### Point-per-instance localization data
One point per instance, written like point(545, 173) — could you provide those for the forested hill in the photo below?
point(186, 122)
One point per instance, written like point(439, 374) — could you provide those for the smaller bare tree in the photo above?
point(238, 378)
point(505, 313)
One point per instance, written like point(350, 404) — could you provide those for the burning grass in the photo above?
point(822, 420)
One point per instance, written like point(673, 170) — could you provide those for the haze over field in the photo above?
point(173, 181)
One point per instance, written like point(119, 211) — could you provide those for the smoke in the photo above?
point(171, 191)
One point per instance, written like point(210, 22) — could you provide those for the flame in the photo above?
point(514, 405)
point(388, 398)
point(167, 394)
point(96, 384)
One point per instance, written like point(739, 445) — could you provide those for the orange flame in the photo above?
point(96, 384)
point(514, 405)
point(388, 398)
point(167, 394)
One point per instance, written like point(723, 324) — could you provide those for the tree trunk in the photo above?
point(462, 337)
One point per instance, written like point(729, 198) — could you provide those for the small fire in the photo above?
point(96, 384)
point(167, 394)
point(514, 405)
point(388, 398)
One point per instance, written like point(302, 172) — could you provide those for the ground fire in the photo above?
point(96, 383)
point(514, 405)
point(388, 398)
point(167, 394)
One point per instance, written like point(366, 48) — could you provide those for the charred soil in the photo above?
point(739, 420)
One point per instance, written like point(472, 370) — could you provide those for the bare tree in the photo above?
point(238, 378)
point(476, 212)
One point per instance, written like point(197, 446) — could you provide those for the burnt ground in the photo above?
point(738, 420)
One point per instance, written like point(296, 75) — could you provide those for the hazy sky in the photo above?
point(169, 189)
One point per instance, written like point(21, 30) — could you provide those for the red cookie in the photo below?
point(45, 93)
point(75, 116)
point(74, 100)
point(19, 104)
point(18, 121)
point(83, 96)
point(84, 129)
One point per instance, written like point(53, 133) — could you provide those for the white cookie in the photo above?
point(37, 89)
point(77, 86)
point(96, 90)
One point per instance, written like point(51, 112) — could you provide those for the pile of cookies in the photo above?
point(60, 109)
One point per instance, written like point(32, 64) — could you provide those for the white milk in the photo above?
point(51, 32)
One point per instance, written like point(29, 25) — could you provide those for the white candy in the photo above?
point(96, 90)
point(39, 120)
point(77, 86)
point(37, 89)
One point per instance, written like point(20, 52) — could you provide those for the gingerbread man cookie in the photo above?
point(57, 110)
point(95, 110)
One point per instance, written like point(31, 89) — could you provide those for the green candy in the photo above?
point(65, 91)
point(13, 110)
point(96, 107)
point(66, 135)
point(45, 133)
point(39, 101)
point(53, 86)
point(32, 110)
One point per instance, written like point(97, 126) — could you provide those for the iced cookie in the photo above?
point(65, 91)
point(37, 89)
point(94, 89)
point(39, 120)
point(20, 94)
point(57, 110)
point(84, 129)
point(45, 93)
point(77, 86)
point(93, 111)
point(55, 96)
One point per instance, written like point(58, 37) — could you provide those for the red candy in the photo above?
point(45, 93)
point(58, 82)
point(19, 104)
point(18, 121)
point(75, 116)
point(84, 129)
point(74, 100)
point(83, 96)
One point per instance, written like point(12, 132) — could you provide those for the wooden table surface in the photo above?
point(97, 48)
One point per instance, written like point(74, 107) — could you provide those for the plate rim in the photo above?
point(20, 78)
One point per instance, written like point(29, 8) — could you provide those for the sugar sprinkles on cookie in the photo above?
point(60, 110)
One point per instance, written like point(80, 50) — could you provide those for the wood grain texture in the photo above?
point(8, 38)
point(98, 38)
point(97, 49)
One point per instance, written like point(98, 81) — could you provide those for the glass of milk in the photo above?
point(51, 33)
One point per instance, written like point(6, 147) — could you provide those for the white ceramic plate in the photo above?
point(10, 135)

### WORK TASK
Go through the records and copy each one exactly.

### RESULT FOR THIS EXERCISE
One point per instance, written like point(545, 173) — could you provide those for the forested hill in the photo below?
point(186, 122)
One point per instance, written like point(439, 374) — could you provide those for the smaller bare tree in the photo above?
point(238, 378)
point(505, 313)
One point per instance, written like point(350, 404) — could you provide those for the burning grass in the photo above?
point(822, 420)
One point per instance, written like point(673, 170) — could you provide those for the haze over field in the photo above?
point(173, 181)
One point per instance, written like point(119, 211) — could you provide those for the smoke in the photo above?
point(171, 191)
One point per instance, written like point(210, 22) — could you provide those for the flame in the photo above?
point(514, 405)
point(388, 398)
point(167, 394)
point(96, 384)
One point per instance, written like point(739, 445) — could you provide those for the orange flame in the photo above?
point(96, 384)
point(514, 405)
point(388, 398)
point(167, 394)
One point per instance, written like point(723, 324) — could you provide those for the tree trunk in the photo above?
point(462, 337)
One point per instance, written like point(729, 198) — could you provide those for the small fire in the photo above?
point(96, 384)
point(167, 394)
point(514, 405)
point(388, 398)
One point per instance, written like point(302, 172) — could you provide those for the ground fire in the photo above?
point(96, 383)
point(514, 405)
point(388, 398)
point(167, 394)
One point per instance, written like point(366, 48) — could you provide those for the charred soil in the photo above?
point(739, 420)
One point per instance, written like point(472, 370) — could you provide those for the bare tree in the photo above?
point(238, 378)
point(476, 212)
One point per instance, written like point(197, 446) — could you provide those for the burnt ground in the photo above?
point(738, 420)
One point per instance, written like point(296, 75) — could you provide those for the hazy sky in the photo above?
point(169, 189)
One point per instance, written like point(21, 30) — could you provide those for the red cookie in the photo below?
point(45, 93)
point(75, 116)
point(74, 100)
point(19, 104)
point(18, 121)
point(83, 96)
point(84, 129)
One point per instance, written like point(53, 133) — could you provide those for the white cookie in the photo above?
point(37, 89)
point(77, 86)
point(96, 90)
One point per instance, written like point(51, 112) — could you provide those for the pile of cookies in the photo above?
point(60, 109)
One point per instance, written like point(32, 64) — could you provide those for the white milk in the photo above?
point(51, 32)
One point per instance, written like point(29, 25) — could you provide those for the white candy in the photo above?
point(96, 90)
point(39, 120)
point(77, 86)
point(37, 89)
One point per instance, written like point(20, 52) — could you provide those for the gingerbread man cookie in the photo above?
point(57, 110)
point(95, 110)
One point per instance, written like point(31, 89) — could you provide those for the green candy in the photo above?
point(65, 91)
point(13, 110)
point(96, 107)
point(66, 135)
point(45, 133)
point(39, 101)
point(53, 86)
point(32, 110)
One point per instance, written like point(97, 126) — could you provide those for the iced cookie in the photo above?
point(65, 91)
point(37, 89)
point(94, 89)
point(39, 120)
point(20, 94)
point(57, 110)
point(84, 129)
point(45, 93)
point(77, 86)
point(93, 111)
point(55, 96)
One point per instance, written like point(58, 37) — could you provide those for the red candy in the photo above?
point(45, 93)
point(58, 82)
point(19, 104)
point(18, 121)
point(75, 116)
point(84, 129)
point(74, 100)
point(83, 96)
One point per instance, written like point(12, 132) — could you provide those for the wooden table surface in the photo above?
point(97, 48)
One point per instance, written like point(74, 107) — could you provide those for the plate rim in the photo above?
point(20, 78)
One point per instance, written like point(29, 8) — could you provide those for the sugar sprinkles on cookie in the photo above?
point(60, 110)
One point per instance, written like point(80, 50) — could you provide those for the wood grain texture in the photo above?
point(8, 38)
point(98, 38)
point(97, 49)
One point per instance, written like point(98, 81) — could you provide those for the glass of milk in the photo above?
point(51, 33)
One point per instance, written like point(6, 147) — could you provide those for the white ceramic plate in the photo above?
point(10, 135)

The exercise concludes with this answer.